Né en 1965 à Charleroi, installé à La-Madelaine-sous-Montreuil, le photographe d’architecture Frédéric Lefever a arpenté les rues de Zlín et cherché à montrer comment les habitants se sont réappropriés les façades et les jardins de la première Bataville. Comment ont-ils résisté aux normes modernes ? Entretien.
Strabic : Afin d’introduire votre démarche photographique, pouvez-vous brièvement nous présenter les principaux projets qui ont précédé la série que vous avez consacrée aux architectures de Bataville Zlín en 2012 et qui a reçu le soutien du programme « Hors les murs » de l’Institut Français ?
Frédéric Lefever : En 1994, j’ai photographié des devantures de magasins dans le bassin minier du Pas-de-Calais, dans leur fausse modernité, puis les villas cubiques de Stella-Plage en 1996. En 1997/1998, j’ai travaillé en Italie sur les tribunes de stade provinciales, en 1999 sur les campings du Lot-et-Garonne. Puis, en 2000, j’ai traversé l’Allemagne trois fois, d’ouest en est et du nord au sud, en photographiant notamment le lotissement de Walter Gropius à Dessau. En 2001, c’est la cité Jean Dollfus à Mulhouse qui a fait l’objet de mes recherches. En 2004, j’ai porté mon regard sur les cités-jardins anglaises de l’urbaniste Ebenezer Howard. En 2006, j’ai photographié les immeubles de la reconstruction de Pierre Vivien à Boulogne-sur-Mer. En 2008/2009, j’ai parcouru la Wallonie pour y réaliser un ensemble de photographies sur les architectures de Jacques Dupuis, Matador et Pierre Hebbelinck en relation avec l’habitat populaire. En 2011, j’ai réalisé 50 photographies sur le Nord-Pas-de-Calais éditées sous la forme de cartes postales. La même année, c’est au Portugal que j’ai photographié les constructions élaborées par les migrants en vue de leur retour au pays. En 2012, les Dommages de guerre présentent la reconstruction à partir d’éléments préfabriqués du village de Siracourt bombardé à la fin de la Seconde Guerre mondiale.

• **CONSIGNE DONNÉE A**
Dans l'entretien avec Frédéric Lefever, en quelle année a-t-il photographié les villas cubiques de Stella-Plage ?
• **CONSIGNE DONNÉE B**
Résumez en deux phrases l'entretien avec Frédéric Lefever.
• **CONSIGNE DONNÉE C**
Reprenez, s'il vous plaît, l'entretien avec Frédéric Lefever à la suite de sa dernière phrase.

• **ENTRÉES EXTRAITES**
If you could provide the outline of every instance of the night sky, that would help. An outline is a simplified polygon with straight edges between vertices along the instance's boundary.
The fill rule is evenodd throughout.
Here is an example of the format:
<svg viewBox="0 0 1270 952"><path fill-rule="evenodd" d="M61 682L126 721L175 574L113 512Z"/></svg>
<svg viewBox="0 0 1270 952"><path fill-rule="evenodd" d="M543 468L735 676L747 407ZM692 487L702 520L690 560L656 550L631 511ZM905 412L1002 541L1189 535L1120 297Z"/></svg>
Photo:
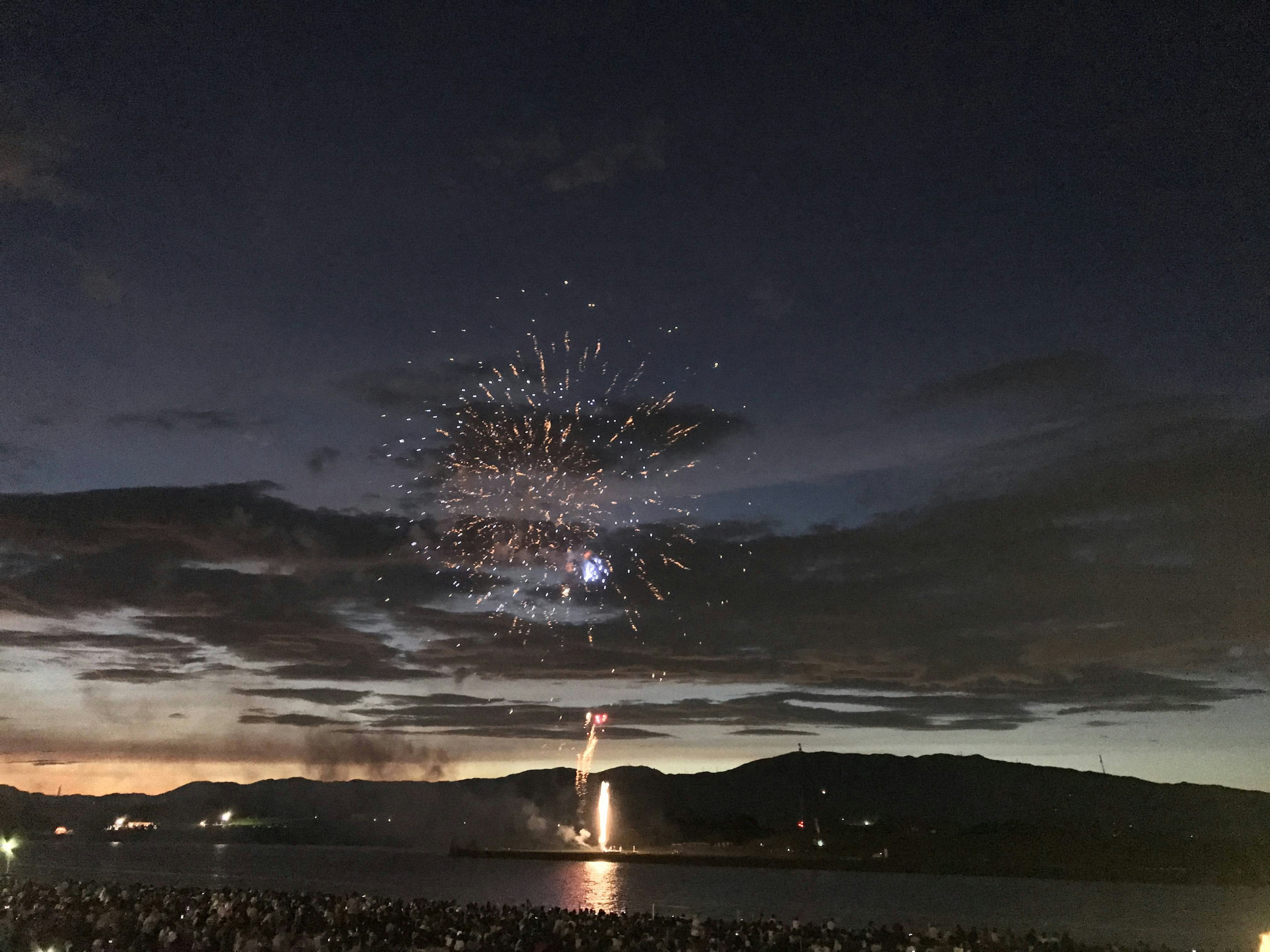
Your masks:
<svg viewBox="0 0 1270 952"><path fill-rule="evenodd" d="M602 707L597 768L1270 790L1266 19L6 5L4 782L502 774ZM513 637L404 487L565 334L728 425L638 630Z"/></svg>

• **RÉPONSE ATTENDUE A**
En 1996.

• **RÉPONSE ATTENDUE B**
Frédéric Lefever, photographe d'architecture né en 1965 à Charleroi, a parcouru les rues de Zlín pour montrer comment les habitants se sont réapproprié les façades et les jardins de la première Bataville. Il y retrace les projets qui ont précédé cette série de 2012, depuis les devantures de magasins du bassin minier du Pas-de-Calais en 1994 jusqu'à la reconstruction préfabriquée du village de Siracourt en 2012.

• **RÉPONSE ATTENDUE C**
Ces nombreux déplacements s’inscrivent pleinement dans ma démarche. Il s’agit de donner une portée universelle aux particularismes, d’interroger un ancrage populaire local, de questionner la modernité, les traditions, le patrimoine, les mutations, le vernaculaire.
Ma position dans le monde se trouve devant l’architecture. L’architecture est l’unique sujet de mes photographies. Je pose l’appareil photographique sur un système de niveau à bulle, exactement en face du sujet. Tout est parfaitement redressé et plat, comme une élévation d’architecte ou comme si je passais la façade dans un scanner, comme si j’utilisais un photocopieur monumental. Les choix de cadrages à la prise de vue ne me concernent pas. J’ai pour chaque construction quatre possibilités : les quatre faces d’un volume. Cette discipline qui semble à première vue réductrice s’avère être au fil du temps une immense ouverture sur le monde.
Mon ambition est de construire un rapport au réel : poser la question du point de vue, de la distance, du volume. Dans cette attitude, ce n’est plus le geste du déclenchement qui fait acte, mais la démarche toute entière. Les tableaux photographiques tels que je souhaite les représenter sont là, posés dans leur monumentalité. C’est donc le choix du sujet qui est essentiel.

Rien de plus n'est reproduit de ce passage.